Page text →

Wednesday, May 24, 2023
The Buffalo News ran an article the other day about the system New York uses to select judges for our highest court. The piece was mildly critical: the implication was that the members of the Commission on Judicial Appointments are lawyers who appear before the Court, and that the process isn't particularly transparent. Outside Counsel has frequently posted about judicial selection, so I quickly wrote 1,500 words for a My View column- then cut it to 645 words when I realized that I'd written something twice as long as the News would accept. I don't know if the paper will run the piece, but here it is:
The proper method for selecting judges has been wrestled with by scholars, lawyers and the drafters of the Constitution since at least the founding of the Republic. A recent article in the Buffalo News by Chris Bragg (“The insular process of picking New York’s top judges”, May 22, 2023) cast a light on the way our Court of Appeals judges are appointed, which is valuable. Regrettably the article implied that the merit selection process is tainted because the members of the State Commission on Judicial Appointments, which makes the list of recommendations from which the governor selects nominees is made up of attorneys who appear before our highest court. This is unfair. There is no perfect system for judicial selection, but this process has an established record of selecting candidates that is non-partisan, merit based, and effective.
It is true that the lawyers who are appointed to this panel may argue before the Court; it is also true that there is probably no better qualification for evaluating a judicial candidate than to be a lawyer who understands what the Court does and how it does it.
The complaint in the News’ article is apparently that the system lacks transparency, but that is not entirely true, accurate, or fair. The list of candidates that the Commission sends to the governor is public. Sometimes multiple vacancies occur, and sometimes there are serial vacancies, and not all prospective nominees apply for every opening, so we can’t read anything into the fact that sometimes someone doesn’t show up on a particular list. The qualifications of the candidates that make the lists are obvious to anyone who follows this process.

Stated exercise 1 →
In the post on judicial selection, to how many words was the My View column cut?
Stated exercise 2 →
In the post on judicial selection, reproduce the passage that begins at "It is true that" and stops after "it does it.", substituting "commission" for "panel".

Dataset extract →
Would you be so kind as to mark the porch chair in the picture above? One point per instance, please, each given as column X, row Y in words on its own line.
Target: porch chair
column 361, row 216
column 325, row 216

Expected output 1 →
645 words

Expected output 2 →
It is true that the lawyers who are appointed to this commission may argue before the Court; it is also true that there is probably no better qualification for evaluating a judicial candidate than to be a lawyer who understands what the Court does and how it does it.